TASK TO CARRY OUT:
Output all of the entries exactly as written.

DATA FOR THIS TASK:

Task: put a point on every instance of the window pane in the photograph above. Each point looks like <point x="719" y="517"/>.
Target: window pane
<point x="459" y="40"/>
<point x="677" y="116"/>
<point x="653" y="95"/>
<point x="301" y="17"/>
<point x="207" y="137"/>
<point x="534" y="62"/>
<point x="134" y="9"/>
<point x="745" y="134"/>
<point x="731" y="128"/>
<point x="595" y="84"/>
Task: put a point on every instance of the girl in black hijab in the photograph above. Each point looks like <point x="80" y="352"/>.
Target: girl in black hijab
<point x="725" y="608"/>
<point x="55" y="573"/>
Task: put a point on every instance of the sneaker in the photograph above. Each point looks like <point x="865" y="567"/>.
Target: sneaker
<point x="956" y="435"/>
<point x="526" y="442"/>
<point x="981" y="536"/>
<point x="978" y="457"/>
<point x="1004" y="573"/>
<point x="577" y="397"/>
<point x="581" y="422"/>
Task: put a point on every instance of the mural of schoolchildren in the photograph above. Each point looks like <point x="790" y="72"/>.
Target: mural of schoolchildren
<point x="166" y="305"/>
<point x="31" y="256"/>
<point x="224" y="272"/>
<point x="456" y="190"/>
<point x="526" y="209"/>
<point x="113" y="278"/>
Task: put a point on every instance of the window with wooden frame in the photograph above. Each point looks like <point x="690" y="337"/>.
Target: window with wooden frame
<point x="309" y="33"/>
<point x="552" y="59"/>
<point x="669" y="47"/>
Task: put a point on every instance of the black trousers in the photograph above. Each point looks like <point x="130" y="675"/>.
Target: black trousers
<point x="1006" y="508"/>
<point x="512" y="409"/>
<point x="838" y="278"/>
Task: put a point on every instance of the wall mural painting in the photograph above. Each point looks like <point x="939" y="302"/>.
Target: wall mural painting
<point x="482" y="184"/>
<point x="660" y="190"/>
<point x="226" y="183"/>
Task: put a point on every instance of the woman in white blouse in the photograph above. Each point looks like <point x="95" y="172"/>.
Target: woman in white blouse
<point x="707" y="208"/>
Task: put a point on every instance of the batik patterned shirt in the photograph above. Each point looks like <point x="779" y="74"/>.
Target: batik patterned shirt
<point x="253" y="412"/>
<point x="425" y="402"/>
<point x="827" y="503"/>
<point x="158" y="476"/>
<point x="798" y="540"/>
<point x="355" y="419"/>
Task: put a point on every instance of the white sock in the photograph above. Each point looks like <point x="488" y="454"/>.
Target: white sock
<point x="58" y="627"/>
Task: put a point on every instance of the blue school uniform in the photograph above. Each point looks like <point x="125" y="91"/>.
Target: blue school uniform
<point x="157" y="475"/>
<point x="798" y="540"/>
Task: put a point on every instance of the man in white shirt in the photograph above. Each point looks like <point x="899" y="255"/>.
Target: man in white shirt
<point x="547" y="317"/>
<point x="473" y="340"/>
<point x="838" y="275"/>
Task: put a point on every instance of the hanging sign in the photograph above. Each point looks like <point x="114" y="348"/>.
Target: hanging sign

WRITTEN ANSWER:
Task: put a point on every instance of the window pane in the photograph above. Each point looks like <point x="719" y="517"/>.
Target: window pane
<point x="459" y="40"/>
<point x="677" y="116"/>
<point x="653" y="95"/>
<point x="301" y="17"/>
<point x="207" y="137"/>
<point x="534" y="62"/>
<point x="134" y="9"/>
<point x="745" y="134"/>
<point x="731" y="128"/>
<point x="595" y="84"/>
Task: put a point on every instance of the girl in black hijab in the photograph above. Each point looks like <point x="80" y="352"/>.
Target: girl in black hijab
<point x="725" y="608"/>
<point x="55" y="573"/>
Task: put a point on every instance of the sneaker in the photograph above. Each point looks like <point x="865" y="567"/>.
Target: sneaker
<point x="956" y="435"/>
<point x="526" y="442"/>
<point x="981" y="536"/>
<point x="978" y="457"/>
<point x="1004" y="573"/>
<point x="577" y="397"/>
<point x="581" y="422"/>
Task: put a point on every instance of the mural of schoolchildren in the photograph above. Each point looks like <point x="790" y="72"/>.
Target: mural of schoolchildren
<point x="166" y="305"/>
<point x="31" y="256"/>
<point x="224" y="272"/>
<point x="456" y="190"/>
<point x="526" y="209"/>
<point x="113" y="278"/>
Task: put a point on every instance of the window with wooden frame in the photograph above. Each point looks like <point x="690" y="337"/>.
Target: window with wooden frame
<point x="309" y="33"/>
<point x="552" y="59"/>
<point x="669" y="47"/>
Task: put a point on every instance of the black trousers in the photograph above. Each point looks like <point x="130" y="675"/>.
Target: black trousers
<point x="1006" y="508"/>
<point x="512" y="409"/>
<point x="838" y="278"/>
Task: put a point on every instance of the wall mural painting in the photograph above. Each point looks like <point x="939" y="302"/>.
Target: wall mural painting
<point x="482" y="184"/>
<point x="660" y="190"/>
<point x="226" y="183"/>
Task: put a point on every instance of the woman in white blouse in the photograph above. Each point looks like <point x="95" y="172"/>.
Target: woman in white blouse
<point x="707" y="208"/>
Task: put a point on every instance of the batik patterned shirt in the photograph above. Each point looks like <point x="779" y="74"/>.
Target: batik patterned shirt
<point x="253" y="412"/>
<point x="425" y="402"/>
<point x="827" y="503"/>
<point x="158" y="476"/>
<point x="798" y="540"/>
<point x="355" y="419"/>
Task: put a point on every instance of the white sock in the photograph above. Each point looks like <point x="488" y="454"/>.
Target: white sock
<point x="58" y="627"/>
Task: put a point on every instance of the blue school uniform in the photograph above. Each point looks like <point x="125" y="91"/>.
Target: blue school uniform
<point x="157" y="475"/>
<point x="798" y="540"/>
Task: put a point on every instance of the man in white shirt in the photograph above. Each point looks like <point x="899" y="255"/>.
Target: man in white shirt
<point x="547" y="317"/>
<point x="473" y="340"/>
<point x="838" y="275"/>
Task: put a point on every instance of the hanging sign in the photograph above. Each point looks like <point x="114" y="348"/>.
Target: hanging sign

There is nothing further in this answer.